▶ [Set task]: Reproduce without change the stretch of lines below from the line containing "Round 2, Clue: Find the young woman's neck." through the line containing "387,274,465,334", both included.

(Excerpts of labeled region data)
☆ ☆ ☆ ☆

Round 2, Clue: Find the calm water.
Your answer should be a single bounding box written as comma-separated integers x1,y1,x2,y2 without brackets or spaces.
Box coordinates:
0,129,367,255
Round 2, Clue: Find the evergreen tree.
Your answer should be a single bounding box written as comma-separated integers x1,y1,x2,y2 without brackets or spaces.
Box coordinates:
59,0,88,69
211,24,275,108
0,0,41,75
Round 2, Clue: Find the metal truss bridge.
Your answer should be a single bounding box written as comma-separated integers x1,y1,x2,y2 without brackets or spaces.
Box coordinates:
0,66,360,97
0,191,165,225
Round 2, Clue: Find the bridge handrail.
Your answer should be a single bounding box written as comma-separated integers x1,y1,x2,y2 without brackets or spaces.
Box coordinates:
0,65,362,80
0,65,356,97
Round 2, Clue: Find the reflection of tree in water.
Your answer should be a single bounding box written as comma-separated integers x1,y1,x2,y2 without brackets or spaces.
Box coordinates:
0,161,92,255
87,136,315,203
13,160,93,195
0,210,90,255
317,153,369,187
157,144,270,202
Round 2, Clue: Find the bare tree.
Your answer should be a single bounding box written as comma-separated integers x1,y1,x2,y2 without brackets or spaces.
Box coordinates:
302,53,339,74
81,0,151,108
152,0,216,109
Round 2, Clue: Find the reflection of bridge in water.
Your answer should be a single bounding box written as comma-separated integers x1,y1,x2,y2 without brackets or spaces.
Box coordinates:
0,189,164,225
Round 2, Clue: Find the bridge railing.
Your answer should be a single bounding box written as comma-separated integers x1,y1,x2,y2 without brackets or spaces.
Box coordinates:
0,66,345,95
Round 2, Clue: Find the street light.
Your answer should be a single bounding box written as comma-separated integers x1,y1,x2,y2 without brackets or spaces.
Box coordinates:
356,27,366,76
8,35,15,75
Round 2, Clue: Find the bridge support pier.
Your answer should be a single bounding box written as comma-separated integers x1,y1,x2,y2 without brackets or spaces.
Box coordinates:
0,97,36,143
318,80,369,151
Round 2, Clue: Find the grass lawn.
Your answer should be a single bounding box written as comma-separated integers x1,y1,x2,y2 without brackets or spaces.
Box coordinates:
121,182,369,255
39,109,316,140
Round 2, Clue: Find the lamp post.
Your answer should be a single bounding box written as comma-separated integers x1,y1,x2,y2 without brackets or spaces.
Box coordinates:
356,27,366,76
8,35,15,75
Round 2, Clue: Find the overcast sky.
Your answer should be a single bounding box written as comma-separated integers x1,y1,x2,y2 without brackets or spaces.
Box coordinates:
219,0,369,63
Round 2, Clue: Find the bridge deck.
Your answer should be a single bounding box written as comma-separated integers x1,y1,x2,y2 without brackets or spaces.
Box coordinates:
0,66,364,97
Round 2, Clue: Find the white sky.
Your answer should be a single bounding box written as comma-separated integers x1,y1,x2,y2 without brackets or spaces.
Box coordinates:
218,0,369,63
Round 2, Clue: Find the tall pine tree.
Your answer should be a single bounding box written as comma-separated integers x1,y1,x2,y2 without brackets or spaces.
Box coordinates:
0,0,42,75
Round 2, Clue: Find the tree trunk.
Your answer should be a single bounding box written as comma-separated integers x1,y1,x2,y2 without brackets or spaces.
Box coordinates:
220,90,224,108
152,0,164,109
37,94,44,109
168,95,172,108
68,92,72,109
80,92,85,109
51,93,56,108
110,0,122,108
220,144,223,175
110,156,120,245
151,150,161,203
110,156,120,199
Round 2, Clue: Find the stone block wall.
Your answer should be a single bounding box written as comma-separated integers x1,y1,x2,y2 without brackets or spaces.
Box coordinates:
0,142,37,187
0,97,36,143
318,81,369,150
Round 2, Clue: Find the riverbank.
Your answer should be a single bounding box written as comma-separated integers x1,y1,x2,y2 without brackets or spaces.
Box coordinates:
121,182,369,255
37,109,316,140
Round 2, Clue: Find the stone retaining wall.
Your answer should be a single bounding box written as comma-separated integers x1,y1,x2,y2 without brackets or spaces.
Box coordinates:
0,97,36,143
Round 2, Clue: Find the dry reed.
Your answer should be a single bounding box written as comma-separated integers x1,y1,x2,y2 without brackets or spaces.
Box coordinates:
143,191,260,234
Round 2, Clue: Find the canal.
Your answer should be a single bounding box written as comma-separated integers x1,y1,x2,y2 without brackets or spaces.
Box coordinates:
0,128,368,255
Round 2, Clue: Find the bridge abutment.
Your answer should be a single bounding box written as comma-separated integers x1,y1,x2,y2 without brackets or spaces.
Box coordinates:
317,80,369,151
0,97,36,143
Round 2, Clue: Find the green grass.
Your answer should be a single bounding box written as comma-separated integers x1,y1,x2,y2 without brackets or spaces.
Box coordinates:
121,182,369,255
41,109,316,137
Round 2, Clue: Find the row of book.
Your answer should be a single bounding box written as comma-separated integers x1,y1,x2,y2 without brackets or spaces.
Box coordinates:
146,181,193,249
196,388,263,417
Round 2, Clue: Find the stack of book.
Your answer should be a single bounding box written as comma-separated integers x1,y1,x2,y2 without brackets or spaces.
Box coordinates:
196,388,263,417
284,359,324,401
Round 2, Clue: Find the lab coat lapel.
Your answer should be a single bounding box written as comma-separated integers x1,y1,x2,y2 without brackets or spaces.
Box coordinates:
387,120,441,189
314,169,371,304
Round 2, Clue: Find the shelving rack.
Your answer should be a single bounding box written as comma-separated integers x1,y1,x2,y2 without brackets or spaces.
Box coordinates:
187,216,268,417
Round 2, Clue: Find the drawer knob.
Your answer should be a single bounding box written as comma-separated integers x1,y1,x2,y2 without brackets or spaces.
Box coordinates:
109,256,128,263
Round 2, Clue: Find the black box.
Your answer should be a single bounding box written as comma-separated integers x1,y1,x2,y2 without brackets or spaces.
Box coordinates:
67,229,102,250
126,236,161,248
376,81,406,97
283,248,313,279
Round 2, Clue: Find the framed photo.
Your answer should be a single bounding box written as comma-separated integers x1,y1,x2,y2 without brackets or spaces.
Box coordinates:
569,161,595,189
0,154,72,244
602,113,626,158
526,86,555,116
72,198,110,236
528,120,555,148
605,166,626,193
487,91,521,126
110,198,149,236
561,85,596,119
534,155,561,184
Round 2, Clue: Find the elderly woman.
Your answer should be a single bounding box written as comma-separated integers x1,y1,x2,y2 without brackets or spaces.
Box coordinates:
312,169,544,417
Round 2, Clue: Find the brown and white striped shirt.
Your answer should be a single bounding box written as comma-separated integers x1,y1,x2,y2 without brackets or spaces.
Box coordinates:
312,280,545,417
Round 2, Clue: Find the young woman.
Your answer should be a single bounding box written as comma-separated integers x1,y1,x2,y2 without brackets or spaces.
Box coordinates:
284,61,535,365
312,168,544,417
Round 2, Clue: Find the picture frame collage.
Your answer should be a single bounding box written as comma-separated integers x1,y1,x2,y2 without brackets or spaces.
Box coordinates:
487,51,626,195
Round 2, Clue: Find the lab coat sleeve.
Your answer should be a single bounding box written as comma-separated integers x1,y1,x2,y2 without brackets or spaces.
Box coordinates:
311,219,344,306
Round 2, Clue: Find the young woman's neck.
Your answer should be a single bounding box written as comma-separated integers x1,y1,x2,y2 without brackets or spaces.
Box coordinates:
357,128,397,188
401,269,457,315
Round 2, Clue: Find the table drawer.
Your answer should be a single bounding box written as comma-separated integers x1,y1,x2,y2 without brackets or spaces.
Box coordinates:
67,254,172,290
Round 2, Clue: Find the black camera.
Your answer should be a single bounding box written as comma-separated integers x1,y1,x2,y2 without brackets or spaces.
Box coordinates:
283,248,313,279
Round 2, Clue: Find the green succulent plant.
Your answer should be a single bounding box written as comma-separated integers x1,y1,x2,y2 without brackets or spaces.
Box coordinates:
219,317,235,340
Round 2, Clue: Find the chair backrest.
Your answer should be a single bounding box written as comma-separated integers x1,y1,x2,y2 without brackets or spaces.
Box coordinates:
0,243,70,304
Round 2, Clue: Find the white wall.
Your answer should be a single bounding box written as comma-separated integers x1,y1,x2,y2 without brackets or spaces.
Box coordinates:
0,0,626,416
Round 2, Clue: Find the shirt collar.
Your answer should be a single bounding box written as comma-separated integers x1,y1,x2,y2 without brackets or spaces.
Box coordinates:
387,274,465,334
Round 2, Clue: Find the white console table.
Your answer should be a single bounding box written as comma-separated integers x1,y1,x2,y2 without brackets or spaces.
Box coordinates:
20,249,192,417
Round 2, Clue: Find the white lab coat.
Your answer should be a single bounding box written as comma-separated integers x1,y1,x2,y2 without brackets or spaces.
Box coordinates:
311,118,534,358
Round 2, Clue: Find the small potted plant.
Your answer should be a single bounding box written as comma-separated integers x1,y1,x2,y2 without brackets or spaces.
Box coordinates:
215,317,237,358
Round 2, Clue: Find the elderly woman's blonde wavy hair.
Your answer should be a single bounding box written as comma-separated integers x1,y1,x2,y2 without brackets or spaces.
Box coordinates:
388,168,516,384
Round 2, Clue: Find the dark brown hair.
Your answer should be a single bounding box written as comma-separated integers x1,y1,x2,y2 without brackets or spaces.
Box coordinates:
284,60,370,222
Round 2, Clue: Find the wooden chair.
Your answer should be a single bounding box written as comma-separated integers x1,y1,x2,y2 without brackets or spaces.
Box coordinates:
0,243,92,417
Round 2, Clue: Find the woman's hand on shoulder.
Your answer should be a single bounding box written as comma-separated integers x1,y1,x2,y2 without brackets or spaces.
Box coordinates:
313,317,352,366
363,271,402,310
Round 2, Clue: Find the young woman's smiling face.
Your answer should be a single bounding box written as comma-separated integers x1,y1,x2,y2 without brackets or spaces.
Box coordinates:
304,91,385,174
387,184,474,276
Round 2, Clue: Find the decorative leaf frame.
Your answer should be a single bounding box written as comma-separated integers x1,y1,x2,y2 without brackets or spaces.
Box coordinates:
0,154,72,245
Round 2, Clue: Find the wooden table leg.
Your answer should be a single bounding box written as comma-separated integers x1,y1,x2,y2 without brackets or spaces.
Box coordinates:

☆ ☆ ☆ ☆

▶ [Task response]:
Round 2, Clue: Find the young woman's neck.
Your answer should be a single bounding box written as comma-separated integers x1,y1,x2,y2 without brackets or spaces.
Box coordinates:
357,128,397,188
401,269,457,315
Round 2, Clue: Find the table drawer.
Your answer should be a single bounding box written as comma-separated integers x1,y1,x2,y2 without brackets or spaces.
Box coordinates:
67,254,172,290
Round 2, Clue: Find the black camera.
Your answer should be a single bounding box written as comma-separated integers x1,y1,x2,y2 without brackets or spaces.
Box coordinates:
283,248,313,279
Round 2, Clue: Find the green succulent plant.
Your answer should be a single bounding box written as comma-separated integers x1,y1,x2,y2 without brackets or spaces.
Box coordinates:
219,317,235,340
Round 2, Clue: Find the chair backrest.
Your answer should be a single bounding box written as comma-separated integers x1,y1,x2,y2 without brackets or spaces.
Box coordinates:
0,243,70,304
Round 2, Clue: Find the white wall.
Your answer should be a single bounding box written as comma-separated integers x1,y1,x2,y2 without brackets or spaces.
Box coordinates:
0,0,626,416
Round 2, Clue: Find the shirt collar.
Your answer should be a single bounding box written as comma-separated integers x1,y1,x2,y2 without brackets or spaces.
Box coordinates:
387,274,465,334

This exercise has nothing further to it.